------ QUOTED PASSAGE

Title: Perception of mid frequency and high frequency intermodulation distortion in loudspeakers, and its relationship to high-definition audio.

Perception of mid frequency and high frequency
intermodulation distortion in loudspeakers, and
its relationship to high-definition audio.
  • (A physicist meets the twilight zone)
  • David Griesinger
  • Lexicon
  • 3 Oak Park
  • Bedford, MA 01730

Why Bother?
  • What is the relationship between high frequency
    intermodulation distortion and recordings with
    frequency response above 20kHz?
  • Why do my choral recordings sound fuzzy
    particularly when played at high level?
  • And does the perception of fuzziness grow more
    obvious with long-term listening?
  • Is the short-term A/B test the ultimate Gold
    Standard for audio reproduction?
  • Is it possible that long-term listening can
    reveal flaws that go undetected in a short-term
    A/B test?
  • This talk will examine the physics and physiology
    that these these questions involve.
  • We may even suggest a few answers!

------------

▸ **WRITTEN EXERCISE A**:
Pull out every line of the records that contains the word "black", treating uppercase and lowercase letters as different.
The talk slides and the records have separate, unrelated origins.

------ DATA LINES

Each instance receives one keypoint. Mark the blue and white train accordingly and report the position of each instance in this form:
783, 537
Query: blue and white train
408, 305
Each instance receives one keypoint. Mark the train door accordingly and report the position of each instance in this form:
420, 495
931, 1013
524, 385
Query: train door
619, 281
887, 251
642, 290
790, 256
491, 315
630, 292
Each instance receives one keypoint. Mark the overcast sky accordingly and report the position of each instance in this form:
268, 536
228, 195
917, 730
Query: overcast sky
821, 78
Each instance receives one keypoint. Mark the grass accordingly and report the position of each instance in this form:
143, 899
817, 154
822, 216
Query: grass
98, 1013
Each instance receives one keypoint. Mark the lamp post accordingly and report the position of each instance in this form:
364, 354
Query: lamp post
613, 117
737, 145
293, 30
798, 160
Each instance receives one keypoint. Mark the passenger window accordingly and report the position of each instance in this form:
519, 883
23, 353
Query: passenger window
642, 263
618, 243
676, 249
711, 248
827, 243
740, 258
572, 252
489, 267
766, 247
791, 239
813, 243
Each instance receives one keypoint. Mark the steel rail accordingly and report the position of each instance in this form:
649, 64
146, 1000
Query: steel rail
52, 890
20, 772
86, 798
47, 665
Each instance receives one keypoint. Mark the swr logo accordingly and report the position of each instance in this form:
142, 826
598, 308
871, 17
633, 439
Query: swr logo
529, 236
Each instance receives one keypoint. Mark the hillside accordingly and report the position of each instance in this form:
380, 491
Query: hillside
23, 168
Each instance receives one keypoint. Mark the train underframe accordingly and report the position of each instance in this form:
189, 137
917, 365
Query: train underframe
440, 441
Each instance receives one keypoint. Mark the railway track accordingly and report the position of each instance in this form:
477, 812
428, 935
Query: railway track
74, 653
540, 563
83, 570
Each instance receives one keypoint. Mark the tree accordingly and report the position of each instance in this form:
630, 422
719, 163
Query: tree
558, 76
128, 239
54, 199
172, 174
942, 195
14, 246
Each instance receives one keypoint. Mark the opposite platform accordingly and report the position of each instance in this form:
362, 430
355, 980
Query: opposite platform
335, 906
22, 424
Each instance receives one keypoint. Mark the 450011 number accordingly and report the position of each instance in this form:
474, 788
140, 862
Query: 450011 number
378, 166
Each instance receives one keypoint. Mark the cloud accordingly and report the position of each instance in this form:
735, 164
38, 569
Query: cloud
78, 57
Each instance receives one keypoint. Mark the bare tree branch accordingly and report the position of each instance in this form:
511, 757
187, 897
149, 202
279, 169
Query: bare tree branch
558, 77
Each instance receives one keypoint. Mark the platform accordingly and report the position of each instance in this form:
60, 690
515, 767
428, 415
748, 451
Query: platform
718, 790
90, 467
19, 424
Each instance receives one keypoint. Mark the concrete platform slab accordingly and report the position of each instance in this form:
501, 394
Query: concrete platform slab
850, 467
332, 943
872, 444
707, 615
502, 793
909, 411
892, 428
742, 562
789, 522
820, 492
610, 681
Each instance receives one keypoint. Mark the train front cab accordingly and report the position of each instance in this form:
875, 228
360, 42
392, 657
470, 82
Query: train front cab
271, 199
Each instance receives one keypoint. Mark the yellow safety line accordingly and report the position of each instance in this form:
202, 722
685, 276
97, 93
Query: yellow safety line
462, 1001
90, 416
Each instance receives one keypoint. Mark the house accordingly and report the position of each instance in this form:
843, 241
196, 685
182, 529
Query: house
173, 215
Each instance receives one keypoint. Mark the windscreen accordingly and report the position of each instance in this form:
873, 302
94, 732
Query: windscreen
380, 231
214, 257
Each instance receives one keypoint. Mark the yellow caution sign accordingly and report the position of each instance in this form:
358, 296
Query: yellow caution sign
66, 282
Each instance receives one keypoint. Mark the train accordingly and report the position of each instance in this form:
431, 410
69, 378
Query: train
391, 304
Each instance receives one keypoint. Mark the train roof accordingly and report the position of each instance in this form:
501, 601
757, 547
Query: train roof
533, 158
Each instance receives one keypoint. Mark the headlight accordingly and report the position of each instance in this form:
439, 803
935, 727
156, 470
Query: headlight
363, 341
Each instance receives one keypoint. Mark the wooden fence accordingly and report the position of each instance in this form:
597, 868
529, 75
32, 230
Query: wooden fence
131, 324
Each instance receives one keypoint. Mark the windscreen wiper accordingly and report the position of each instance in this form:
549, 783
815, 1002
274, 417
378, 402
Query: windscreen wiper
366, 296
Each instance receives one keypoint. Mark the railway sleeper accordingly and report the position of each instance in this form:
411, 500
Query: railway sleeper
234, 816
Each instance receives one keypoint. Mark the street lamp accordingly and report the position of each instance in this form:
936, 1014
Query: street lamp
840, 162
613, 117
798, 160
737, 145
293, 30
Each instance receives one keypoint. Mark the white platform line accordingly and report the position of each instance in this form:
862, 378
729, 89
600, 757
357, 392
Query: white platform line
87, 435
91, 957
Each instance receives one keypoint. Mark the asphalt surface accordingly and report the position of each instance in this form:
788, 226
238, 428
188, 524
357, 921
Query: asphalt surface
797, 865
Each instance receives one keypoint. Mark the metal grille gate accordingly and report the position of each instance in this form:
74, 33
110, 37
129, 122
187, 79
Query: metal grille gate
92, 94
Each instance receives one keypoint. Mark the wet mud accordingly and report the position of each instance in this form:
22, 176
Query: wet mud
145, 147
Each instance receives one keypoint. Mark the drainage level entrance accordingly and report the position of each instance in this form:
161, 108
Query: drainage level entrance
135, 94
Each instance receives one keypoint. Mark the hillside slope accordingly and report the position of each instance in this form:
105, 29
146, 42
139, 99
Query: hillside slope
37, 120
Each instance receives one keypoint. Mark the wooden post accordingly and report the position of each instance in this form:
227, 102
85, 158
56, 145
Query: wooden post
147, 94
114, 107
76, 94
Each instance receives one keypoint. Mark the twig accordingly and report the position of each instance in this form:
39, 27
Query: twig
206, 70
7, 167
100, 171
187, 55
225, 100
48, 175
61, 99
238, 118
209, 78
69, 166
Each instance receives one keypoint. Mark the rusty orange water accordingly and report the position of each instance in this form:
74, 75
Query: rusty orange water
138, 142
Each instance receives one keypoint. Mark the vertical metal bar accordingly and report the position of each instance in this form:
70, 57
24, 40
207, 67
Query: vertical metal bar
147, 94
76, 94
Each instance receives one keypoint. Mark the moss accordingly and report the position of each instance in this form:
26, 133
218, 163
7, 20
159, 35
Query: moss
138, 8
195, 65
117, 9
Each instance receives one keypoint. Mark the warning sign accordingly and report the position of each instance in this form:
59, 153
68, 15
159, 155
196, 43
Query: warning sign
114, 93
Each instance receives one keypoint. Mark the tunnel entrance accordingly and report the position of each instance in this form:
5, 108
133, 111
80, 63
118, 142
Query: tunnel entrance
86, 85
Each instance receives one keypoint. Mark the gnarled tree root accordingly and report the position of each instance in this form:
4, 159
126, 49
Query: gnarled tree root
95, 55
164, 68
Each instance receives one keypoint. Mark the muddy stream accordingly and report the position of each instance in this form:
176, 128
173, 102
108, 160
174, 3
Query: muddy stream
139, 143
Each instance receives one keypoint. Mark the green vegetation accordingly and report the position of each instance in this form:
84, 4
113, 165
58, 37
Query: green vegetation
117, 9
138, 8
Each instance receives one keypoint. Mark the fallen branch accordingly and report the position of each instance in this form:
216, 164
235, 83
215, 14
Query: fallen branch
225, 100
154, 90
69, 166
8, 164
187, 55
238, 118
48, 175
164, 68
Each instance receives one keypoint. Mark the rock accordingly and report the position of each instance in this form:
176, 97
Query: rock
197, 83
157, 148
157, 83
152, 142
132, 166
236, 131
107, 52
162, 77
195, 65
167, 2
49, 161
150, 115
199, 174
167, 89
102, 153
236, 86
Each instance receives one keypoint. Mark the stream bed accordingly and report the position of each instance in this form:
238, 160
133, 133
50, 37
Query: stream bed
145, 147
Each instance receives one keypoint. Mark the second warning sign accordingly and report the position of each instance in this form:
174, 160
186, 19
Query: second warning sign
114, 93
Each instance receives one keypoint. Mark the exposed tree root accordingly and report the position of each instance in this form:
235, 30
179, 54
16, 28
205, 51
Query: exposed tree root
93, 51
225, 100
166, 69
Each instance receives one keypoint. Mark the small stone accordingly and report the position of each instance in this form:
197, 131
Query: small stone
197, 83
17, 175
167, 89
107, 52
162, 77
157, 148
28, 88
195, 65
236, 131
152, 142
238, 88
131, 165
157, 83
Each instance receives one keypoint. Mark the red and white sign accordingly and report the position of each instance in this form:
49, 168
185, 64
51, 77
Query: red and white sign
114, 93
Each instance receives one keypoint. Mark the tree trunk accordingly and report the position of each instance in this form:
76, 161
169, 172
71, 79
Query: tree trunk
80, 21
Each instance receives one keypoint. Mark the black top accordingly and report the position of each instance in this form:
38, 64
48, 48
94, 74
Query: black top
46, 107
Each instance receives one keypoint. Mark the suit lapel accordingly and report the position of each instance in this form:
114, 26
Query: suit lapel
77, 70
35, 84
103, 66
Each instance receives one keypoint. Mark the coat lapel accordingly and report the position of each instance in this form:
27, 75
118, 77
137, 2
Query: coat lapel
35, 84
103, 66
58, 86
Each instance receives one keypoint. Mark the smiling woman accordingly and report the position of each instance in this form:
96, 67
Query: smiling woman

------------

▸ **WRITTEN EXERCISE B**:
Duplicate the part of the talk slides that opens with the words containing "Why Bother?" and closes with "at high level?".

▸ **FINISHED ANSWER A**:
Each instance receives one keypoint. Mark the black top accordingly and report the position of each instance in this form:
Query: black top

▸ **FINISHED ANSWER B**:
Why Bother?
  • What is the relationship between high frequency
    intermodulation distortion and recordings with
    frequency response above 20kHz?
  • Why do my choral recordings sound fuzzy
    particularly when played at high level?